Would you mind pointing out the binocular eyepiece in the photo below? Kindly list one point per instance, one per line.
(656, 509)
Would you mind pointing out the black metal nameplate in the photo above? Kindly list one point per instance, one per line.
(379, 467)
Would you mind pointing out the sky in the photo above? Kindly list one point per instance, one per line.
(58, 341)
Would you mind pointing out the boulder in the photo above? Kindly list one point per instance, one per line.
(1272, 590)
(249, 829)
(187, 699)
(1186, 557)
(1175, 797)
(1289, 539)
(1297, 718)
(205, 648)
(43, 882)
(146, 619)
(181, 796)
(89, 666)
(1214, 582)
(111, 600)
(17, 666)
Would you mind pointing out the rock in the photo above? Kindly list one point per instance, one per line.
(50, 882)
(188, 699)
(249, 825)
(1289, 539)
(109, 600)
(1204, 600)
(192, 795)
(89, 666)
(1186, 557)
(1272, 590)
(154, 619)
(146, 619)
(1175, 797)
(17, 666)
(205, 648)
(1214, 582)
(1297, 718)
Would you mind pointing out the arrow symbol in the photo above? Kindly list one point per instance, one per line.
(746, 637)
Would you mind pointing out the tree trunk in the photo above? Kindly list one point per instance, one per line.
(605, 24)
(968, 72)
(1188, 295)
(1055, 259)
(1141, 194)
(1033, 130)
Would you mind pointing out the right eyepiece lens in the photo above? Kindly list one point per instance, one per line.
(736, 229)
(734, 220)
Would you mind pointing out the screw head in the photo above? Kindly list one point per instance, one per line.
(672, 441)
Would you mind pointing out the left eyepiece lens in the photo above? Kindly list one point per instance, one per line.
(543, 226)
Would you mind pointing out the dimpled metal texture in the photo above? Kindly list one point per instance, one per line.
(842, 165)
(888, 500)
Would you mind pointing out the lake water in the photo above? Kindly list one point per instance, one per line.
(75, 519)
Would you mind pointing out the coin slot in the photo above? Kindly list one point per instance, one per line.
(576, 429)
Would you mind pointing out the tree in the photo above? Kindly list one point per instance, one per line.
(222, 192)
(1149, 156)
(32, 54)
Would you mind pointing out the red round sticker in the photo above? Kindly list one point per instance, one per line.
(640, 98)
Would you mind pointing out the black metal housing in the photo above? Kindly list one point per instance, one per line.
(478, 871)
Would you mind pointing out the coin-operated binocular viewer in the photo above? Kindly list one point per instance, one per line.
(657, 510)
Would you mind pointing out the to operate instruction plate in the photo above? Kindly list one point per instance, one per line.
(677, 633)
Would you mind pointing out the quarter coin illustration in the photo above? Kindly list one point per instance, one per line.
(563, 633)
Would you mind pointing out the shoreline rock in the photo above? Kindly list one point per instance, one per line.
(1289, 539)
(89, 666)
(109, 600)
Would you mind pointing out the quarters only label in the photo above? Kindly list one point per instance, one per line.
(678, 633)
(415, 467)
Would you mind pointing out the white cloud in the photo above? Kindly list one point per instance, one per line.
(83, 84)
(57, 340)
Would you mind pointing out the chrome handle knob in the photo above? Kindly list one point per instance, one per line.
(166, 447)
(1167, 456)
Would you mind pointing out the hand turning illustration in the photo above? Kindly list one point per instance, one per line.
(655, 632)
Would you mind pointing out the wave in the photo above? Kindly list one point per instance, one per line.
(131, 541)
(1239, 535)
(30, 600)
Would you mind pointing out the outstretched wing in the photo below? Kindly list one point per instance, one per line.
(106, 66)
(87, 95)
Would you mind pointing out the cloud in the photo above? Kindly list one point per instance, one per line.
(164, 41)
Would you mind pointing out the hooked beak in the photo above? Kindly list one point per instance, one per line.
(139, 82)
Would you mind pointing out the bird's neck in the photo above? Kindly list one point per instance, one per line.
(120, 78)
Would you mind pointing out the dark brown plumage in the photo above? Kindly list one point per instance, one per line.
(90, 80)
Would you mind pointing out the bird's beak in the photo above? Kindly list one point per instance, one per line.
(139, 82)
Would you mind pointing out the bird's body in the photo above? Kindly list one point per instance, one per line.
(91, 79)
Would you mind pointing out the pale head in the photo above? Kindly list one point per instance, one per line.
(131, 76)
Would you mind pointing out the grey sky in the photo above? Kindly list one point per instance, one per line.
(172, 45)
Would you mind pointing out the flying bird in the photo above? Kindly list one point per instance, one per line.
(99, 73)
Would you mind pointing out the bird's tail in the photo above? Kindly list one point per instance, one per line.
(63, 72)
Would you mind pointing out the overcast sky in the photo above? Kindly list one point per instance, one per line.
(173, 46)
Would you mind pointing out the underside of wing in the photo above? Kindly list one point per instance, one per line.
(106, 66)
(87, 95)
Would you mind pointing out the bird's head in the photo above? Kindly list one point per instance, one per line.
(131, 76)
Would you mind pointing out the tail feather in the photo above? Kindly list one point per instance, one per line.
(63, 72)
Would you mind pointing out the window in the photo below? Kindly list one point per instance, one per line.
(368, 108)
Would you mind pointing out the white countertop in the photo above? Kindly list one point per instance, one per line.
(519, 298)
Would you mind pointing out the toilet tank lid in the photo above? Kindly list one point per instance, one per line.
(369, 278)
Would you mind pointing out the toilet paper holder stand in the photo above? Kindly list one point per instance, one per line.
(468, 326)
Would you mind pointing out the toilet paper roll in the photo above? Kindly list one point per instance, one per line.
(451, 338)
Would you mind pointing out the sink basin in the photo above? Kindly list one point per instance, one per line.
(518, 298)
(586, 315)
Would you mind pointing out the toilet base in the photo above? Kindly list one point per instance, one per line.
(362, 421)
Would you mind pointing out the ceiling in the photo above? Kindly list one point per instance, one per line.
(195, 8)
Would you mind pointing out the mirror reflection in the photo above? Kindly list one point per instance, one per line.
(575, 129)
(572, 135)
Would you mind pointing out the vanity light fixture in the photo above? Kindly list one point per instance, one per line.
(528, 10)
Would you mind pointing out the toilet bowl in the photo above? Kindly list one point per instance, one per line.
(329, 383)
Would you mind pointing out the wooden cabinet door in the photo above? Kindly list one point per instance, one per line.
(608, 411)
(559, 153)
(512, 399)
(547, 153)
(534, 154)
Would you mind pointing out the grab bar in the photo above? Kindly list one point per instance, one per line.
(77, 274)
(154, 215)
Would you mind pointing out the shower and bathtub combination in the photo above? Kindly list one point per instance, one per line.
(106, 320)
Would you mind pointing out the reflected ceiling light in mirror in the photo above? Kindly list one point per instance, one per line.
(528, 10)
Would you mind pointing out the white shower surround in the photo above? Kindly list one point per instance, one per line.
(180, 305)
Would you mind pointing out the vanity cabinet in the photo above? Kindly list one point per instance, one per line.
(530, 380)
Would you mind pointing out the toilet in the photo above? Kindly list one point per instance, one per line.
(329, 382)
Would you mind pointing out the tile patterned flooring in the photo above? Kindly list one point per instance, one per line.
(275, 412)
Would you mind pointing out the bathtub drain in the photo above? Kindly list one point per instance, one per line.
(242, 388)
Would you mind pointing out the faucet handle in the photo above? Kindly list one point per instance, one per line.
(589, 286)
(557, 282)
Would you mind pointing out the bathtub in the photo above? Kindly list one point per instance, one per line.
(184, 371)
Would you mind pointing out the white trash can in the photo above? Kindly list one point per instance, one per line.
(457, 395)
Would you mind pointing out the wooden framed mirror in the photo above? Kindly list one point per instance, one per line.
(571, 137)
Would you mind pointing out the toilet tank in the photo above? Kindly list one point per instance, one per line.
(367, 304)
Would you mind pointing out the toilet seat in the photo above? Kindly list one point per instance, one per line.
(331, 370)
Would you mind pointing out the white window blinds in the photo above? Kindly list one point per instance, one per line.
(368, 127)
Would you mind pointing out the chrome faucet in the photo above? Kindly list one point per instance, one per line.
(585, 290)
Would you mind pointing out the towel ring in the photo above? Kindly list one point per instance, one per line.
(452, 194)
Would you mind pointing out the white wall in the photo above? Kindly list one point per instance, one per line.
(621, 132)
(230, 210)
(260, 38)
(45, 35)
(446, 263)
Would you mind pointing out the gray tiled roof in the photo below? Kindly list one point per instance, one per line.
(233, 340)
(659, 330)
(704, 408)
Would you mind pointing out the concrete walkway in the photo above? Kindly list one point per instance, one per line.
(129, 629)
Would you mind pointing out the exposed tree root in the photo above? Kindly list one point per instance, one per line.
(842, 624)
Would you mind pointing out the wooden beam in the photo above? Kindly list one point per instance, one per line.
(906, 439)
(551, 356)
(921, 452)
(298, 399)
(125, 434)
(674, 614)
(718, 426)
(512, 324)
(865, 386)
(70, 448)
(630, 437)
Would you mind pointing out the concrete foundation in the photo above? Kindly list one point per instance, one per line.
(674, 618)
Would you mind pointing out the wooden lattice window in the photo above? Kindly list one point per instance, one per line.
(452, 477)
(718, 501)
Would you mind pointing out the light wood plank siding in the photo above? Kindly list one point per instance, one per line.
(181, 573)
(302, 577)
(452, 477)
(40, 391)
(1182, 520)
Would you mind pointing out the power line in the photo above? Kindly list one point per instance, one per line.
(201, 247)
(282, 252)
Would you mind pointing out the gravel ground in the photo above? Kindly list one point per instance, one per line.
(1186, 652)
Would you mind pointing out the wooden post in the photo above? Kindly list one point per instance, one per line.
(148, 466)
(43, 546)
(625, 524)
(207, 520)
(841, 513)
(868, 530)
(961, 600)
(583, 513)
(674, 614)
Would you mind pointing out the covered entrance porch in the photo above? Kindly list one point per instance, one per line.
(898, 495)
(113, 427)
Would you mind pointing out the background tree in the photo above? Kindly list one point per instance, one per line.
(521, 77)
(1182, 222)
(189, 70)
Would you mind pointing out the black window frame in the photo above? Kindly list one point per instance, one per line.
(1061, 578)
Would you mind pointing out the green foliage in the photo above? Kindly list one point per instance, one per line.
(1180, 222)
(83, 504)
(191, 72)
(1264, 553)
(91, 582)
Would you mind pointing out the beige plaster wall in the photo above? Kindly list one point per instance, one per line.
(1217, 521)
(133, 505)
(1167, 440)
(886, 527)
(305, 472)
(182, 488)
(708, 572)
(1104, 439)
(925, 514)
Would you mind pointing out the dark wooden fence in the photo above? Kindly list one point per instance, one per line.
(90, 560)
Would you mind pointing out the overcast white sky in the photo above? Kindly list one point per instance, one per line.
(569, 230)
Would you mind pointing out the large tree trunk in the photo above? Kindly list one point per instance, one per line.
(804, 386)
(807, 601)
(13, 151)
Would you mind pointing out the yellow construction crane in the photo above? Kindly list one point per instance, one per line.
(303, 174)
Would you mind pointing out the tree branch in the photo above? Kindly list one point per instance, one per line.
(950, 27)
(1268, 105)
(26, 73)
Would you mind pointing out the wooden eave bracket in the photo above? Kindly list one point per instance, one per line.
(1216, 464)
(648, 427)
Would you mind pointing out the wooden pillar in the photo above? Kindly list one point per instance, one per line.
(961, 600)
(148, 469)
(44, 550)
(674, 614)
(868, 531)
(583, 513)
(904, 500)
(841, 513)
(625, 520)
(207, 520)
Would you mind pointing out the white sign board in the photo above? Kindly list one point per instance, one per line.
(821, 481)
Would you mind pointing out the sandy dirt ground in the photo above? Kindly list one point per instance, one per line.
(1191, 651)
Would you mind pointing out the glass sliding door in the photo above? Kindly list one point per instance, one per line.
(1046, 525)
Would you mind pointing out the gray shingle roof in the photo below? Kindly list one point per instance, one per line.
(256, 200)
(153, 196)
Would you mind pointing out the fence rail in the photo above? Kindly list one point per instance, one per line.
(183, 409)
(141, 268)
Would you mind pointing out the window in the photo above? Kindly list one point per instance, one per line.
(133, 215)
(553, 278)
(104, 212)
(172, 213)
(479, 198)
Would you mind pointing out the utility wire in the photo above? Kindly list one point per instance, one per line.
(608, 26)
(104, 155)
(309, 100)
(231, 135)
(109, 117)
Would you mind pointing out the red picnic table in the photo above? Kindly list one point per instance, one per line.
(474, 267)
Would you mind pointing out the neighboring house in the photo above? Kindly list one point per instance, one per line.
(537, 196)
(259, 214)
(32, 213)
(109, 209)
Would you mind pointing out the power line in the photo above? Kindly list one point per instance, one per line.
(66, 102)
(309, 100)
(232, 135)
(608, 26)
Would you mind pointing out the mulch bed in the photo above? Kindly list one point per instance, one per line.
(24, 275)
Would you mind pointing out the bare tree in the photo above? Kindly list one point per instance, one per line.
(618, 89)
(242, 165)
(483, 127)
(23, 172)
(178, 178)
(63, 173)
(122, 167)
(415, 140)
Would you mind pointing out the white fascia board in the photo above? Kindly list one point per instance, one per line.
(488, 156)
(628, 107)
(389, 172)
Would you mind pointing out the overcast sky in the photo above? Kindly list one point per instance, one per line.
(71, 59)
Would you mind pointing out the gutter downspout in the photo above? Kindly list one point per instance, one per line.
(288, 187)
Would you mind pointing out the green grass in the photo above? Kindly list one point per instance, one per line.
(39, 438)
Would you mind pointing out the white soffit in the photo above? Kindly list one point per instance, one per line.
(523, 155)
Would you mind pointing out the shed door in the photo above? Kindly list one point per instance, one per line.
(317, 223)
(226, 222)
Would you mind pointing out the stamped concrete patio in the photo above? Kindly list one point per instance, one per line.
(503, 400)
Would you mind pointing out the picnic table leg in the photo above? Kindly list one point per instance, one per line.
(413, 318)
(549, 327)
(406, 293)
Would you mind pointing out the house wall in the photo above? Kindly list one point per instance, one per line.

┄┄┄┄┄┄┄┄┄┄┄┄┄┄┄┄┄┄┄┄

### The task
From the line holding "Would you mind pointing out the white fascia" down to the final line above, quote every line exactly and only those lines.

### Solution to the exercise
Would you mind pointing out the white fascia board in the photo above? Kindly list one point per instance, one per line.
(488, 156)
(628, 107)
(389, 172)
Would you mind pointing out the overcast sky in the photo above? Kindly list one point per instance, one per line.
(71, 59)
Would you mind pointing out the gutter downspout in the photo above? Kindly list one point per instance, one per line.
(288, 187)
Would you mind pointing out the green grass in the photo above? Kindly list one point per instance, one per line.
(39, 438)
Would you mind pointing out the white soffit in the photo above? Kindly list one point per instance, one per line.
(523, 155)
Would you mind pointing out the shed door in the photo above? Kindly list one point per instance, one per line.
(317, 223)
(226, 222)
Would you mind pointing out the stamped concrete patio in the photo above? Kindly list one point per instance, one per line.
(503, 400)
Would you mind pointing out the picnic table leg in the photo above? Kindly list one point per instance, one per line.
(413, 318)
(549, 327)
(406, 293)
Would you mind pointing out the house wall in the photo above? Kindly list one point per instance, one per line.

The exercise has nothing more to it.